_Extrait à lire:_
————————

Face au chômage des jeunes « il faut de la créativité », une « créativité courageuse », déclare le pape François qui déplore que la finance internationale n’arrive pas à remettre la personne humaine, homme et femme, à sa « place » c’est-à-dire « au centre ».
Le pape François a reçu en audience les participants à la rencontre « Jésuites européens en formation », qui se déroulait à Rome, mercredi 1er août 2018, dans la Petite salle jouxtant la Salle Paul VI.
Après son discours, le pape a pris le temps de répondre à une question d’un des participants sur le problème du chômage des jeunes. Le texte, en italien, a été publié par le Saint-Siège le 1er août également.

————————

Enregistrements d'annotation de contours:
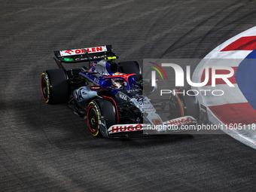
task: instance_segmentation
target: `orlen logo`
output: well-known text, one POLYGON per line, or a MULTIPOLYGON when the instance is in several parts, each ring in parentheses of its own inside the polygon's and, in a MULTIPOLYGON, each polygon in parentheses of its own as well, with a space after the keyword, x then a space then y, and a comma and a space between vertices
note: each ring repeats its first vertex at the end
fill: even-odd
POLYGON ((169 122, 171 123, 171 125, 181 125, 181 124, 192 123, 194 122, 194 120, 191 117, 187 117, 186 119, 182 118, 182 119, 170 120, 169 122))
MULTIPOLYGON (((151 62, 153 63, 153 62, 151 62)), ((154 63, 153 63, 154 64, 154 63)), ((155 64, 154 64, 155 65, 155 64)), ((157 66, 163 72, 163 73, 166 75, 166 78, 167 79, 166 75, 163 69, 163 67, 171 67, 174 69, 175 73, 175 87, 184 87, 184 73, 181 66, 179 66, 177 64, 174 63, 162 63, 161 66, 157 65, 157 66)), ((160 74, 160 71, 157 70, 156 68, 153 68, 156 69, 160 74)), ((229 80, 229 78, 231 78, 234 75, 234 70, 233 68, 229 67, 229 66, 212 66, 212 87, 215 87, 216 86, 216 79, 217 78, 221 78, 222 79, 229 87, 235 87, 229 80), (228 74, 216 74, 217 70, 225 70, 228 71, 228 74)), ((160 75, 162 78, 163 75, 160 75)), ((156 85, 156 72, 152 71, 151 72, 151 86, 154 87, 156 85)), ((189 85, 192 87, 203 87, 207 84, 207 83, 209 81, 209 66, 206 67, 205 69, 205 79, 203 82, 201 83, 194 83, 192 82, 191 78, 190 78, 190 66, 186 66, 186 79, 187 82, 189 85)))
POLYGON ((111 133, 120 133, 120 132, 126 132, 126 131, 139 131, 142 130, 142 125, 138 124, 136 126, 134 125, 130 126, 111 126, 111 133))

————————

_Énoncé A:_
Quelle est la traduction en anglais de cette phrase de l'extrait sur le pape François et le chômage des jeunes : « Le texte, en italien, a été publié par le Saint-Siège le 1er août également. » ?
_Énoncé B:_
Pourriez-vous continuer l'extrait sur le pape François et le chômage des jeunes à partir de sa dernière phrase ?

_Réponse attendue A:_
The text, in Italian, was also published by the Holy See on August 1.

_Réponse attendue B:_
Le pape a souligné les conséquences tragiques du chômage des jeunes: « Suicide, dépendances et sortie vers la guérilla sont les trois options que les jeunes ont aujourd’hui, quand il n’y a pas de travail. C’est important : comprendre le problème des jeunes ; faire sentir [à ce jeune] que je le comprends, et c’est cela communiquer avec lui. Et puis se remuer pour résoudre ce problème. »
Voici notre traduction de la question (en anglais) et de la réponse du pape François (en italien), en ce temps de préparation au Synode sur les jeunes, en octobre prochain.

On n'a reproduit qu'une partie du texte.